▸ MATERIAL FOR THIS TASK
+ + + + + + +
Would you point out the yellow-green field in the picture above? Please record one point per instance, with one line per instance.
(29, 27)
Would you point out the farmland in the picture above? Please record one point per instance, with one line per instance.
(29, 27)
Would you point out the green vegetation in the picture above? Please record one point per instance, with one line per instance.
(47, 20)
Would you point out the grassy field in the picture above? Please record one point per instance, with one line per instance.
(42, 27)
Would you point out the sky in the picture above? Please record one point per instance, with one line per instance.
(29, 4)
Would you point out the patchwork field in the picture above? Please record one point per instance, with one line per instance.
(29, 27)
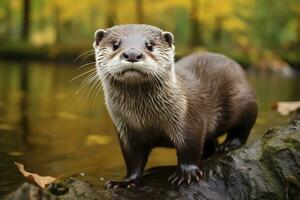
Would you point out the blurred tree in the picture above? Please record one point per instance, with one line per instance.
(111, 13)
(26, 20)
(139, 11)
(196, 36)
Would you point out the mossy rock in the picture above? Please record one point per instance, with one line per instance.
(266, 169)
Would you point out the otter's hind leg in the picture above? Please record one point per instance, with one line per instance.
(135, 156)
(238, 135)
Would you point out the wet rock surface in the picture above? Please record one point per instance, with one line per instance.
(266, 169)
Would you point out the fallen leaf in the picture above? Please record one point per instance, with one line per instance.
(97, 140)
(285, 108)
(42, 181)
(5, 127)
(67, 115)
(15, 153)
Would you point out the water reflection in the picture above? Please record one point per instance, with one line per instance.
(45, 126)
(24, 88)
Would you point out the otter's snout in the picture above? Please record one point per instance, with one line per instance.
(132, 55)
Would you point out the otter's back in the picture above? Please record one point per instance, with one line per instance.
(221, 84)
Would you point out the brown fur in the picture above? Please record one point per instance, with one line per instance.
(186, 105)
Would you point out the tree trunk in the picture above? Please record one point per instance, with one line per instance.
(196, 36)
(111, 15)
(26, 20)
(139, 11)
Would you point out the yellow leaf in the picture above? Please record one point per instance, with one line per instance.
(42, 181)
(97, 140)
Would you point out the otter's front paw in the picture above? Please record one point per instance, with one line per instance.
(185, 173)
(127, 183)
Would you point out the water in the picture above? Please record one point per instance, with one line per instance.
(52, 131)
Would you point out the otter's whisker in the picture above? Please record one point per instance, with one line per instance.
(84, 53)
(81, 66)
(94, 69)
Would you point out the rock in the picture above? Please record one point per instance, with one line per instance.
(266, 169)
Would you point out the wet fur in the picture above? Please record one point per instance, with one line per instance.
(186, 105)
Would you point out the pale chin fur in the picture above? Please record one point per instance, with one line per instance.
(120, 70)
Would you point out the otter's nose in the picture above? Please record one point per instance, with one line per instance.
(132, 55)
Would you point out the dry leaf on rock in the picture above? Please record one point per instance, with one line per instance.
(42, 181)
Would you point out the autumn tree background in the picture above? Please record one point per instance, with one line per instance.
(247, 30)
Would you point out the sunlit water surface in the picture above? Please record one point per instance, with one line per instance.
(53, 131)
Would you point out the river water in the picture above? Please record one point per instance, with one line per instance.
(53, 131)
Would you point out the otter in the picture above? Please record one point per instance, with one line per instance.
(155, 102)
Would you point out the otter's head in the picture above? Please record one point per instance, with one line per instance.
(133, 53)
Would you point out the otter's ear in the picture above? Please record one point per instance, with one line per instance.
(169, 38)
(99, 34)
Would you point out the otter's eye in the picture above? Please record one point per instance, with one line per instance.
(116, 45)
(149, 46)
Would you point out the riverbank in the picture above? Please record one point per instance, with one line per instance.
(265, 169)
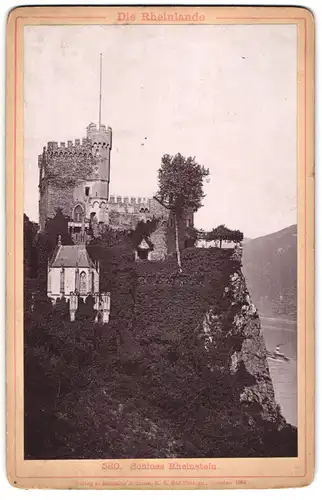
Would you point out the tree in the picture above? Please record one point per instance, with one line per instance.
(180, 187)
(223, 233)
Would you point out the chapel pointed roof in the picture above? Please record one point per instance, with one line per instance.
(71, 256)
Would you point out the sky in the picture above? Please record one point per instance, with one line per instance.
(225, 94)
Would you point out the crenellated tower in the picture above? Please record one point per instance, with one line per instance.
(75, 177)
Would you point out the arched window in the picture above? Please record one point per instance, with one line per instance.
(78, 213)
(82, 283)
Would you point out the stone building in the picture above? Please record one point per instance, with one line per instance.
(71, 271)
(75, 177)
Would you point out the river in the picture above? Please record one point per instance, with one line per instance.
(283, 332)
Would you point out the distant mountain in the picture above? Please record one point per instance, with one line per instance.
(270, 269)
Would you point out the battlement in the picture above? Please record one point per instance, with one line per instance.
(129, 200)
(71, 144)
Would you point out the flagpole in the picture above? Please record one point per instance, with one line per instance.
(100, 100)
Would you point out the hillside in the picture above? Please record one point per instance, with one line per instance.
(270, 268)
(180, 370)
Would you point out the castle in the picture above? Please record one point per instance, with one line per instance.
(75, 177)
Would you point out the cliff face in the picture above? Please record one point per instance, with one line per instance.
(180, 370)
(233, 337)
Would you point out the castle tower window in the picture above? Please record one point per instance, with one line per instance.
(82, 283)
(78, 213)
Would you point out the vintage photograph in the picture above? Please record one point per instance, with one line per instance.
(160, 241)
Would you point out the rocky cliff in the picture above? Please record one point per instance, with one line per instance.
(234, 338)
(180, 370)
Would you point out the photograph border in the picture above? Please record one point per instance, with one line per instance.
(232, 472)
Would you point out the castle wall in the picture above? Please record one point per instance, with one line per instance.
(62, 166)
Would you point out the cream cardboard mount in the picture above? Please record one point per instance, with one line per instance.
(161, 337)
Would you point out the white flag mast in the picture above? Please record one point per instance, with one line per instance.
(100, 100)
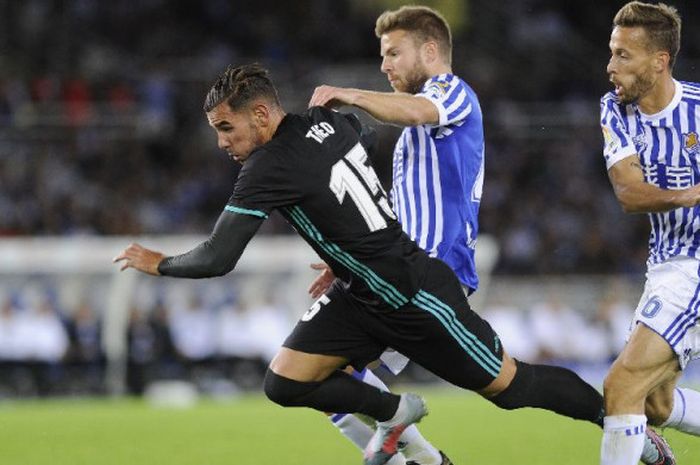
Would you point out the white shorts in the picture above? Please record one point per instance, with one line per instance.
(670, 305)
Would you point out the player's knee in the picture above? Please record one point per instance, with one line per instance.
(517, 393)
(284, 391)
(657, 409)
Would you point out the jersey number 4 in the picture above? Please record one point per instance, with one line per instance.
(363, 190)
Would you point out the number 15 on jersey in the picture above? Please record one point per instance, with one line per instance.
(364, 190)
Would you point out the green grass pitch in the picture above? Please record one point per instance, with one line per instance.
(250, 430)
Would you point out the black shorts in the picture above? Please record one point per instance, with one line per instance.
(437, 329)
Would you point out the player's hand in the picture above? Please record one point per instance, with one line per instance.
(322, 282)
(331, 97)
(140, 258)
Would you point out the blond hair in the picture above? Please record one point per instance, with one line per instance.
(661, 22)
(422, 22)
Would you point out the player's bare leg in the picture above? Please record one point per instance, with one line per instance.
(646, 364)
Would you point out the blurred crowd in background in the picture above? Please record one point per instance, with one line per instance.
(221, 342)
(102, 132)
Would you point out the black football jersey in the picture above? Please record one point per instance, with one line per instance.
(316, 172)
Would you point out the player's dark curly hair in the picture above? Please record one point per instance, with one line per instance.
(240, 85)
(661, 23)
(423, 22)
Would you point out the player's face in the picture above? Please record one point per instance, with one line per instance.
(631, 64)
(402, 62)
(236, 131)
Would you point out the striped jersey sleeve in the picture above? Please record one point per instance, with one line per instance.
(449, 95)
(617, 141)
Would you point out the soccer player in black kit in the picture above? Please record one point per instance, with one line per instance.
(314, 169)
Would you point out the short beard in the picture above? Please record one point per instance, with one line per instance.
(639, 88)
(416, 79)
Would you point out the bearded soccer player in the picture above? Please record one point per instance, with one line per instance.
(313, 168)
(650, 124)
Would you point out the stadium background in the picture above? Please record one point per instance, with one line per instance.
(102, 139)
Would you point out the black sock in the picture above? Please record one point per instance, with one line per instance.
(552, 388)
(339, 393)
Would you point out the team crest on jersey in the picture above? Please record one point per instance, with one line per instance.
(640, 142)
(690, 143)
(610, 142)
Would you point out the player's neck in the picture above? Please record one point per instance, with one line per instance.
(276, 118)
(438, 69)
(659, 97)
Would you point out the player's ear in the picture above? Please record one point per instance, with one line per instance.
(661, 61)
(430, 51)
(261, 114)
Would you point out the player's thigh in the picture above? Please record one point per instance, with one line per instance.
(301, 366)
(670, 306)
(439, 331)
(334, 327)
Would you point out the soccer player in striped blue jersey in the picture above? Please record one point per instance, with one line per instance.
(438, 166)
(650, 125)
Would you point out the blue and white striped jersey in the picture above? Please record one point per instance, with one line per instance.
(669, 153)
(438, 173)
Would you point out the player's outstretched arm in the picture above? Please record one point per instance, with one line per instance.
+ + + + + + +
▸ WORK REQUIRED
Copy out exactly the lines from the line with "Would you point out the player's ear" to the end of the listing, including both of those lines, and give nothing else.

▸ FINISHED EXERCISE
Would you point out the player's ear in the picture above? Please record one point per instance, with one line per instance.
(661, 61)
(430, 51)
(261, 114)
Would you point out the player's thigh in the picture above? Please record one point per instance, with one line per instance.
(301, 366)
(670, 306)
(439, 331)
(334, 327)
Would you point out the soccer player in striped blue jersey in the picture above? Please record one point per instance, with one line per instance.
(438, 166)
(650, 125)
Would you point out the blue and white striped jersey in the picture above? Please record one point per instance, with one line per instance.
(669, 153)
(438, 173)
Would you point out the player's outstretched arm in the picture above? Please record one point per instance, with one line per instance.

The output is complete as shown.